THE TASK:
Using the records below, quote only the span that opens with the line containing "green feather, one point per instance." and closes with the line containing "Query: green feather", exactly and inclusively.

+ + + + + + +

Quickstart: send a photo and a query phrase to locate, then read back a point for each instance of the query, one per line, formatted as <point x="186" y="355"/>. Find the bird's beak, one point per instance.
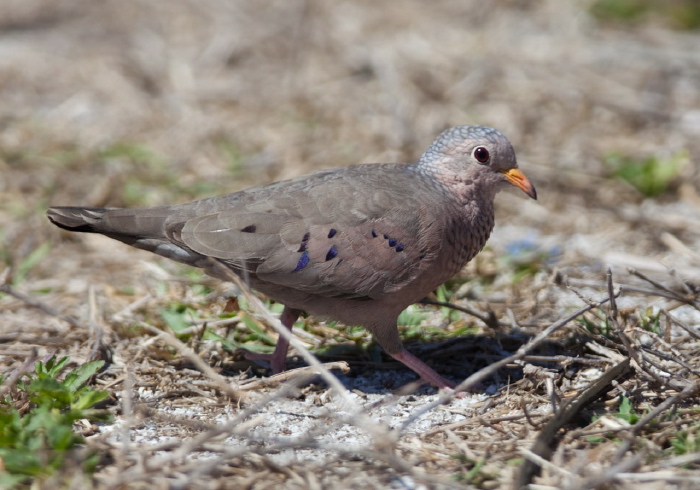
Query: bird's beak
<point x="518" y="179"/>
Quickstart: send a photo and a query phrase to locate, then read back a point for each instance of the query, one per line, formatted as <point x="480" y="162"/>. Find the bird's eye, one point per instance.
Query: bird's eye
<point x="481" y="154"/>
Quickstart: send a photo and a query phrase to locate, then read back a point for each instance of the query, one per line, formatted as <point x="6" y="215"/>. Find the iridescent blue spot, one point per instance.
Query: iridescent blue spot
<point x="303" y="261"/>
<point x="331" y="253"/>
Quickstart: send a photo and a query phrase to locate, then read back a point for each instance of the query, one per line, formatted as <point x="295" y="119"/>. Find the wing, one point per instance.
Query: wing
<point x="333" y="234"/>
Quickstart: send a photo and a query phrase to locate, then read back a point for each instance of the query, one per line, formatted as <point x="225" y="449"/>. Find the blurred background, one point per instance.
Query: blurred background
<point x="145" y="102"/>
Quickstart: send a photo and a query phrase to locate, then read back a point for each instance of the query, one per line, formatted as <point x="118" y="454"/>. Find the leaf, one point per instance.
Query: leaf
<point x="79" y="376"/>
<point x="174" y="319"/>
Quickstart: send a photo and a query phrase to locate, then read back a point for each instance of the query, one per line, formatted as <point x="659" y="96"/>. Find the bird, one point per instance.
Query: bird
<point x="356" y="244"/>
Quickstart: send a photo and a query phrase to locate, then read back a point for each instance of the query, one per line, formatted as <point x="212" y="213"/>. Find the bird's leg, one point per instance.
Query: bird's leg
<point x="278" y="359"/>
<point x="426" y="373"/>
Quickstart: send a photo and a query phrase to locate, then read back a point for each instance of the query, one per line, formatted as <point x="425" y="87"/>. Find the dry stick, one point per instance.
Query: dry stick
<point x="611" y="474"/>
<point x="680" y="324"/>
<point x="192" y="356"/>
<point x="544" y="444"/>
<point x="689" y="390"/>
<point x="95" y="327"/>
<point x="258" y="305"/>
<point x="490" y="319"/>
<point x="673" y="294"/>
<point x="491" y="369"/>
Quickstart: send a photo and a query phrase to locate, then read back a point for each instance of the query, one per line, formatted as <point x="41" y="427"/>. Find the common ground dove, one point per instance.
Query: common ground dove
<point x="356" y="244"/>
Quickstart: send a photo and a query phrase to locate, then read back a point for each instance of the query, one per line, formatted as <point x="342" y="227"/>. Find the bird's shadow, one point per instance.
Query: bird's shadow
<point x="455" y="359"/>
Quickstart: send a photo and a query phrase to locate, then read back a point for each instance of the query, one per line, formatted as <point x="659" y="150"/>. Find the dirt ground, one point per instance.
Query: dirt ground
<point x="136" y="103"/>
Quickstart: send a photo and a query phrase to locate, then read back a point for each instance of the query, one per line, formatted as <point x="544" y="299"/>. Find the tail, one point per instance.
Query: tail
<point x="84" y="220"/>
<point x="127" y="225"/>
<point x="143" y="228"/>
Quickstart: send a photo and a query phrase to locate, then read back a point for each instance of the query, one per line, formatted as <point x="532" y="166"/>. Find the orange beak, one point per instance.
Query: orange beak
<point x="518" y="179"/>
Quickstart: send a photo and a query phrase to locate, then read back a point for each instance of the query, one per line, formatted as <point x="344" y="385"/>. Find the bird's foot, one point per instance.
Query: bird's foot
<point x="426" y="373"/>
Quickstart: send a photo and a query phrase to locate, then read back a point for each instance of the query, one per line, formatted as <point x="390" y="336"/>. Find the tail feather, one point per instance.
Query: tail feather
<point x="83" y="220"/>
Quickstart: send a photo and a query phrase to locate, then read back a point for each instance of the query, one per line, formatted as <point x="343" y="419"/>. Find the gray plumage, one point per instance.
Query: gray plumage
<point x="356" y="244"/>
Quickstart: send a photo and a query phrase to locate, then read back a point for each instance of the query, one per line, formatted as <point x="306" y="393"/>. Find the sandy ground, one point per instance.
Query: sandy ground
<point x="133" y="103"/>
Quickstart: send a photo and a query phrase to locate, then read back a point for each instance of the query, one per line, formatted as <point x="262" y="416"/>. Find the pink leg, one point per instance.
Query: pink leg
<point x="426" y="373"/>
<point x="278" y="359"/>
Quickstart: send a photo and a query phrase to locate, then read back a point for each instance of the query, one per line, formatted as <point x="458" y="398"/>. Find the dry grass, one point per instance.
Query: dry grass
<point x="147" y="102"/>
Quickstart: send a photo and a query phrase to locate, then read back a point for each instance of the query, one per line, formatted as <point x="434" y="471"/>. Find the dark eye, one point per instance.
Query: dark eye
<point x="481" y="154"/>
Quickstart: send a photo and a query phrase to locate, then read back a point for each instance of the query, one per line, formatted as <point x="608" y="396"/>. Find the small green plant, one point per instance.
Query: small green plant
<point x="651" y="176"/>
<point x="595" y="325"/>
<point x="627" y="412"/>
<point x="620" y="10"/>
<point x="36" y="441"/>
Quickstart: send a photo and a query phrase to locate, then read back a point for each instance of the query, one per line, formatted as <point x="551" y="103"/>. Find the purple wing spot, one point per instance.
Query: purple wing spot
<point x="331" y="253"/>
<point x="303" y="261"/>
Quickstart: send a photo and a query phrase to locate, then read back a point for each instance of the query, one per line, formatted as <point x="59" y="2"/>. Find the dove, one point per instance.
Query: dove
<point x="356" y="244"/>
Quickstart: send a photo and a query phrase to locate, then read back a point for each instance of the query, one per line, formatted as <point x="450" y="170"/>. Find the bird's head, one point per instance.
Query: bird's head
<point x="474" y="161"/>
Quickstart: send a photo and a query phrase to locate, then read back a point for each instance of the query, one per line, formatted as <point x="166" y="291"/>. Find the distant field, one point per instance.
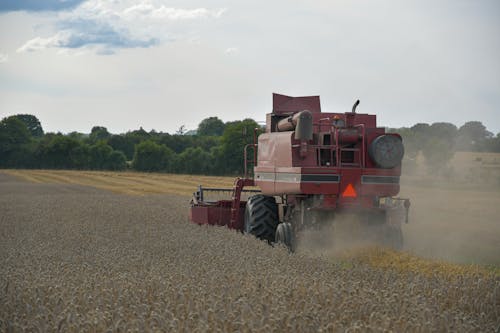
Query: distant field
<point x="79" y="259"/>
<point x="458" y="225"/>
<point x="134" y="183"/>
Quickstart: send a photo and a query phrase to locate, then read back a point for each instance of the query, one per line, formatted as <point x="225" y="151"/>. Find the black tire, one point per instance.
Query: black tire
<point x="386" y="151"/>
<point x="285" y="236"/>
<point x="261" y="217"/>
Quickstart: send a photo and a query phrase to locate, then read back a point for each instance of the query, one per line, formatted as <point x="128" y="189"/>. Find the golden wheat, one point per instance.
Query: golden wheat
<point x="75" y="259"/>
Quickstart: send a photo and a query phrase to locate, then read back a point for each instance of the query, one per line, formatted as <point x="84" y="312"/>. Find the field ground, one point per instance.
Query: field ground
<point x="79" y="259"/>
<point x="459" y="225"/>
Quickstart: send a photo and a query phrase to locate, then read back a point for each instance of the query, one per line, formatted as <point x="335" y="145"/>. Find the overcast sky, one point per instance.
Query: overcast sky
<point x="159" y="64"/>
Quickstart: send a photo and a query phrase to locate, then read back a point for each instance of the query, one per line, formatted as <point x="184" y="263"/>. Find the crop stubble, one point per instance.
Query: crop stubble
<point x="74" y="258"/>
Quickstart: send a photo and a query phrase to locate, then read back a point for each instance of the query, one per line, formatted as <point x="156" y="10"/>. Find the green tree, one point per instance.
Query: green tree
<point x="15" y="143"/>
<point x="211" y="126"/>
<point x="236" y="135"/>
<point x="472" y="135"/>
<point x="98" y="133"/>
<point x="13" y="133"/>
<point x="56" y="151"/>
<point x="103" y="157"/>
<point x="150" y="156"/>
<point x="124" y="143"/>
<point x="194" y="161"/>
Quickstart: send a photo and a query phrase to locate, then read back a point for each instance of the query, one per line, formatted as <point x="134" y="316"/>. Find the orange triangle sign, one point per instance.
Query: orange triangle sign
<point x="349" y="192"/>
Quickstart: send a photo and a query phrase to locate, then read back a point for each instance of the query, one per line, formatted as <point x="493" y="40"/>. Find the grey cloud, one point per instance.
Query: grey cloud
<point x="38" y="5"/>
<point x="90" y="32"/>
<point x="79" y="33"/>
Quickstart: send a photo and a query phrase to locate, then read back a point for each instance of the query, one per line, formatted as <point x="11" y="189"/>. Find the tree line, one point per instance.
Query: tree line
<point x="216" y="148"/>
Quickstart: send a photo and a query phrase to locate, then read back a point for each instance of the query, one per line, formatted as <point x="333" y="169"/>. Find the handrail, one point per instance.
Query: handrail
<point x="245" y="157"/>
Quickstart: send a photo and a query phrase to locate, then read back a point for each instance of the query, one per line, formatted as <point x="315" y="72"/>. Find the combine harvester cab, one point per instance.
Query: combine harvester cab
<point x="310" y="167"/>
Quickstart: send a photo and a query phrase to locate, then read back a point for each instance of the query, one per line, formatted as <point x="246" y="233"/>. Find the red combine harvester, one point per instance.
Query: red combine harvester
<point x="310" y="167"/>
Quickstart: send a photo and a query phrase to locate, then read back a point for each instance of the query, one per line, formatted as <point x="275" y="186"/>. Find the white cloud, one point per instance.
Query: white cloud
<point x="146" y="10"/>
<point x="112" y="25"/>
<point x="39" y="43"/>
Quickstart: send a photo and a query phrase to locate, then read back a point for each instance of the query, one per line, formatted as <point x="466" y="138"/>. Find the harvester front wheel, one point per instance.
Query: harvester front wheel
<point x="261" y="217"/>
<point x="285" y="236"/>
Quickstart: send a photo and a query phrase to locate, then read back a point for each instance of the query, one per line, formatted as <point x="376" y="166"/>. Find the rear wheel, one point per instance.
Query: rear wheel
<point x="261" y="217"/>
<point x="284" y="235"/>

+ + + + + + +

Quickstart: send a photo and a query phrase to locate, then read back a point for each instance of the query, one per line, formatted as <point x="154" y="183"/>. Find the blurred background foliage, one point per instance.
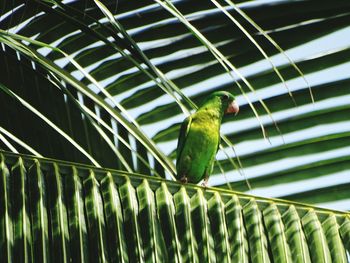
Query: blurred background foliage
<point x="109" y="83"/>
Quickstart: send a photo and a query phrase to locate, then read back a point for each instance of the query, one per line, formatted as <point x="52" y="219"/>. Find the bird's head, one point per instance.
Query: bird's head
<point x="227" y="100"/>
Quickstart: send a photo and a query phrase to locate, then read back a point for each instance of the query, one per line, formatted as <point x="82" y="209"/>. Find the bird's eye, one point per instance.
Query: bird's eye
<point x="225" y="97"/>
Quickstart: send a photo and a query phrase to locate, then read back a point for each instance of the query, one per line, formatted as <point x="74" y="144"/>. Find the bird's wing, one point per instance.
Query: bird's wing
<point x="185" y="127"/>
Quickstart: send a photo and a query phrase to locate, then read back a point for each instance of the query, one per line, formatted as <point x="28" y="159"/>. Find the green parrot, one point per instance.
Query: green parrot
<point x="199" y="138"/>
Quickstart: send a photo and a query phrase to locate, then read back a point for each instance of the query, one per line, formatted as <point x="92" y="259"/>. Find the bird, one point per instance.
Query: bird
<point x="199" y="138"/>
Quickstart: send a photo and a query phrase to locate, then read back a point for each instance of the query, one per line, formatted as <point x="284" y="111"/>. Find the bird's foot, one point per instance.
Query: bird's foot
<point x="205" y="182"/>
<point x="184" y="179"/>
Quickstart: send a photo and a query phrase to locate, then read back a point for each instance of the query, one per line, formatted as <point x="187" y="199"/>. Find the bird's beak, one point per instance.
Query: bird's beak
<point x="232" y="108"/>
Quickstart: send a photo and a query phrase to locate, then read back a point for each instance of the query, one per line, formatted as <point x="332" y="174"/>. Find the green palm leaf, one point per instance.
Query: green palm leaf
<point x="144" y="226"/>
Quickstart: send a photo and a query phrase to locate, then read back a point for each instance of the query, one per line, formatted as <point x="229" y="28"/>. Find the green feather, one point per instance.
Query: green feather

+ + + + + + +

SOLVED PROBLEM:
Quickstart: send a photo and a query phrase to locate, then read back a point for each instance of the query, one per line, formatted as <point x="229" y="28"/>. Find the green feather, one point per instance.
Query: green feather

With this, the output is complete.